* **TASK DETAILS**
Starting at the line that has "Please tag the orange" and continuing through the end of the rows, write out every line again, requests included, and add 50 to each coordinate number in the answers while keeping the numbers in the requests and their sample points unchanged. Leave the pictures out.

* **STORED RECORDS**
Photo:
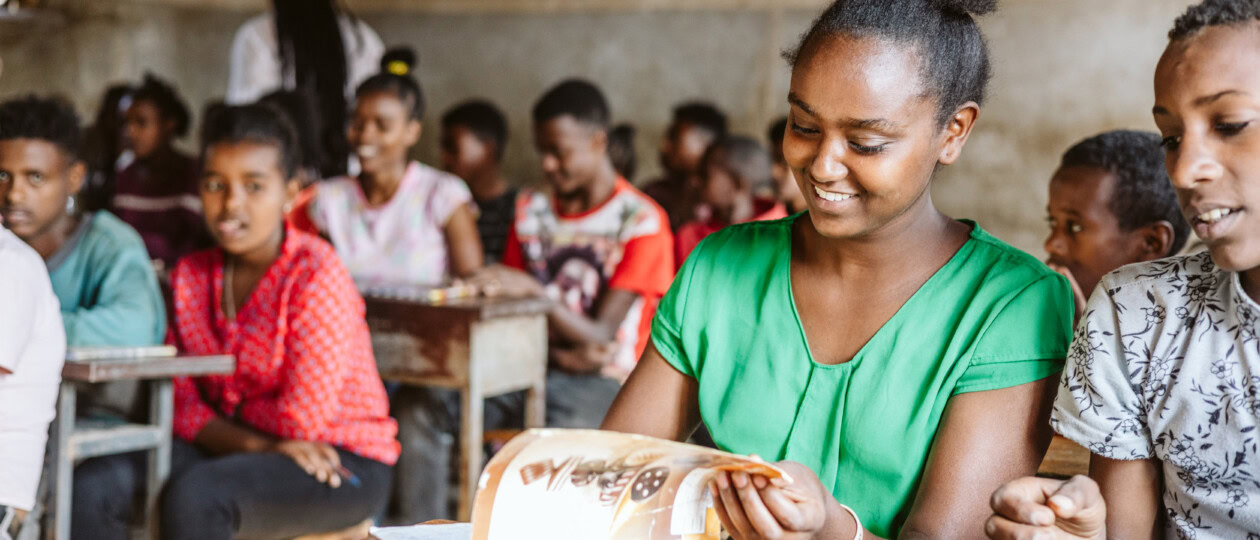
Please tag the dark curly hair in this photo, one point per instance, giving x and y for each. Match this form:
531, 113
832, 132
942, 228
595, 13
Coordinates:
578, 98
1214, 13
702, 115
1142, 194
169, 105
45, 118
955, 67
484, 120
398, 82
260, 123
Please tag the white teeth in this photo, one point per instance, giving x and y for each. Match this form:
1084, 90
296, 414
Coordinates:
1214, 215
832, 196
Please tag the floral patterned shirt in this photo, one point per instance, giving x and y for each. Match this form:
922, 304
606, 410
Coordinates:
1166, 364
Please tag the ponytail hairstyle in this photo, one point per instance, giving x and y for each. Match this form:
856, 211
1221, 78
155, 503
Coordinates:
396, 77
955, 58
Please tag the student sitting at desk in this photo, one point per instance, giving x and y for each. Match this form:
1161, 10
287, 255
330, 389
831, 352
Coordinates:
296, 441
400, 220
594, 244
892, 359
98, 266
32, 351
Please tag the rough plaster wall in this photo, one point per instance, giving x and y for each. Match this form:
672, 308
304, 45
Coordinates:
1065, 69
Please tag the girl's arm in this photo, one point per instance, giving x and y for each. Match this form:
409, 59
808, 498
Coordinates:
463, 242
657, 400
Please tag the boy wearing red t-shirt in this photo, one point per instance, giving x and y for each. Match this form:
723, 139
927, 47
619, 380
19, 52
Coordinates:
599, 249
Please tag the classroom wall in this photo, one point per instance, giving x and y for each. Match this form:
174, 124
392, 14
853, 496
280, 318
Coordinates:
1065, 69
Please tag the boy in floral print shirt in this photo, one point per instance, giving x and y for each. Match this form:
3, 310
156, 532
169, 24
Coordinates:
1163, 378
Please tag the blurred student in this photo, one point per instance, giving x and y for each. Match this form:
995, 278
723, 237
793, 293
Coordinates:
474, 137
398, 220
693, 129
297, 439
32, 351
1111, 204
156, 193
731, 171
98, 267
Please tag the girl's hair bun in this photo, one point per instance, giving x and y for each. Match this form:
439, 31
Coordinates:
973, 8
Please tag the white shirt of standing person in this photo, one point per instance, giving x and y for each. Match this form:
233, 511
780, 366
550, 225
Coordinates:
256, 66
32, 351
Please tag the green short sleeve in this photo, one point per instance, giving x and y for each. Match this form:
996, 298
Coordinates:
1026, 340
668, 322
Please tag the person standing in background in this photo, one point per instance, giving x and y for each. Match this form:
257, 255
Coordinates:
315, 45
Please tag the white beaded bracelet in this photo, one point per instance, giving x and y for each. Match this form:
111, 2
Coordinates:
859, 533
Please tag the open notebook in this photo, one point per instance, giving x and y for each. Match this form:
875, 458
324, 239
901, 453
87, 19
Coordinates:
591, 485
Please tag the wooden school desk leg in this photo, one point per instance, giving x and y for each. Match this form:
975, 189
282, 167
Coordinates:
161, 404
470, 446
63, 463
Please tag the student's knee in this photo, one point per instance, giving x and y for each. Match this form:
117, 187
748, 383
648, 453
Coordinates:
197, 500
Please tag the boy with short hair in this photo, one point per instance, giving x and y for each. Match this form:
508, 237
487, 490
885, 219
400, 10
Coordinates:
694, 126
732, 171
97, 264
1111, 204
474, 137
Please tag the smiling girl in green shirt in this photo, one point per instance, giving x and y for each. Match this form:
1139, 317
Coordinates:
896, 361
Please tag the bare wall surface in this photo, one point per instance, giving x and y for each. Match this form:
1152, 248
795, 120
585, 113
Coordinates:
1064, 69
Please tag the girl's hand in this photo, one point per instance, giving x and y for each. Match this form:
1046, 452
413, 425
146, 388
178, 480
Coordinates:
1047, 509
752, 507
319, 460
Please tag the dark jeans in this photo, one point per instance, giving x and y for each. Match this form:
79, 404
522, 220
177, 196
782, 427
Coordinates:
245, 495
429, 424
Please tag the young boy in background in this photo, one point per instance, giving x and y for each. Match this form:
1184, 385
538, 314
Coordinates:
732, 171
474, 137
693, 129
1111, 204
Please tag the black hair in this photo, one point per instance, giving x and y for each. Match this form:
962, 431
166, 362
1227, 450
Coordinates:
1142, 194
578, 98
1214, 13
744, 157
258, 122
955, 58
401, 84
45, 118
621, 152
168, 102
776, 130
484, 120
702, 115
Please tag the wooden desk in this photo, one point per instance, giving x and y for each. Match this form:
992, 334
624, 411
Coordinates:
72, 442
479, 346
1065, 460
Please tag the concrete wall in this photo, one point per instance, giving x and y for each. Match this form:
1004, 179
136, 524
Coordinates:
1065, 69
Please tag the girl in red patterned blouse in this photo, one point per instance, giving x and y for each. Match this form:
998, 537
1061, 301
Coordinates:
299, 438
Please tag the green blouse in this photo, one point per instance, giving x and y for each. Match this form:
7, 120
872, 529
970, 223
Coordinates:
992, 317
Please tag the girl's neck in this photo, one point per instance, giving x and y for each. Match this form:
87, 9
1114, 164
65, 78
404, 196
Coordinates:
921, 234
379, 186
53, 238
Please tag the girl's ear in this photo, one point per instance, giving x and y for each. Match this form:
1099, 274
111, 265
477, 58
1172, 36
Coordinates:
958, 129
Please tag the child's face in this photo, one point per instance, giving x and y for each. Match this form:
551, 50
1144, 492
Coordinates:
683, 149
862, 139
382, 131
35, 179
720, 188
571, 152
245, 195
464, 154
144, 129
1207, 107
1085, 237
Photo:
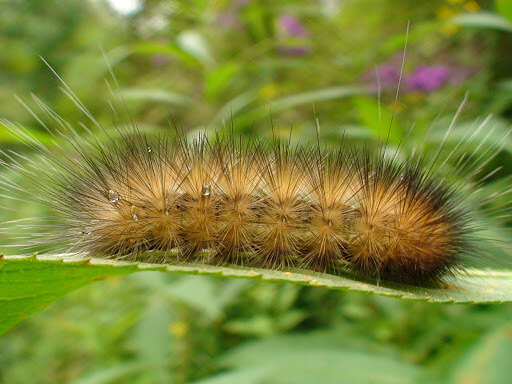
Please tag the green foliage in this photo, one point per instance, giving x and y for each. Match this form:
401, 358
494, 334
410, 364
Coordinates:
30, 284
201, 65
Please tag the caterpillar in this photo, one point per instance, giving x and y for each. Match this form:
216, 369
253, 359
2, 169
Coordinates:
225, 200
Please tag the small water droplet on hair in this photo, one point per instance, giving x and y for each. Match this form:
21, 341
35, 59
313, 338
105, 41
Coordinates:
133, 211
113, 196
206, 191
86, 231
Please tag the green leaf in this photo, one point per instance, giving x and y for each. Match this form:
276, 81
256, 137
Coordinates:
160, 95
483, 20
310, 97
320, 357
29, 284
504, 7
489, 361
378, 119
113, 374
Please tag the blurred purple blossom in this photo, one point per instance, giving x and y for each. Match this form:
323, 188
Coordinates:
423, 79
292, 26
429, 78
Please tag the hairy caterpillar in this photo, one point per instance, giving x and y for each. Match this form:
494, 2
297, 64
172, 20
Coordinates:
267, 204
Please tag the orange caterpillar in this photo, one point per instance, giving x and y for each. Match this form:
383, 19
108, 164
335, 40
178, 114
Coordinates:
261, 204
264, 204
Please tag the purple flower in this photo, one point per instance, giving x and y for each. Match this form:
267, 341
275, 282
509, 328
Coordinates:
429, 79
241, 3
292, 26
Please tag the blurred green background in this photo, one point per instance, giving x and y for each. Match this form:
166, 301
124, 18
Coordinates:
249, 64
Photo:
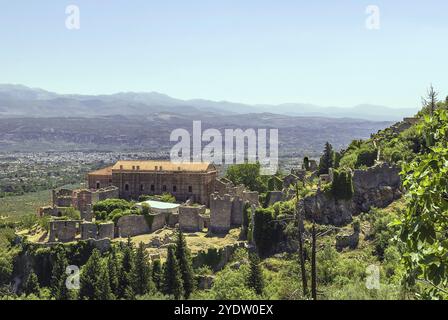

* **THE OUTPUT**
Please tag the orange caterpillar in this photo, one point per instance, giving x and y for each. Match this form:
383, 19
108, 164
335, 40
178, 114
Coordinates:
311, 254
314, 254
Please tag the purple flower in this photo, one point per instance, giving x and y for each. Match this form:
267, 341
275, 282
509, 328
Coordinates:
479, 129
291, 53
342, 76
Please tag the blurred green background in this photo, one point per instance, giving x and y for each. Match this form:
166, 301
124, 18
Coordinates:
299, 114
Photo:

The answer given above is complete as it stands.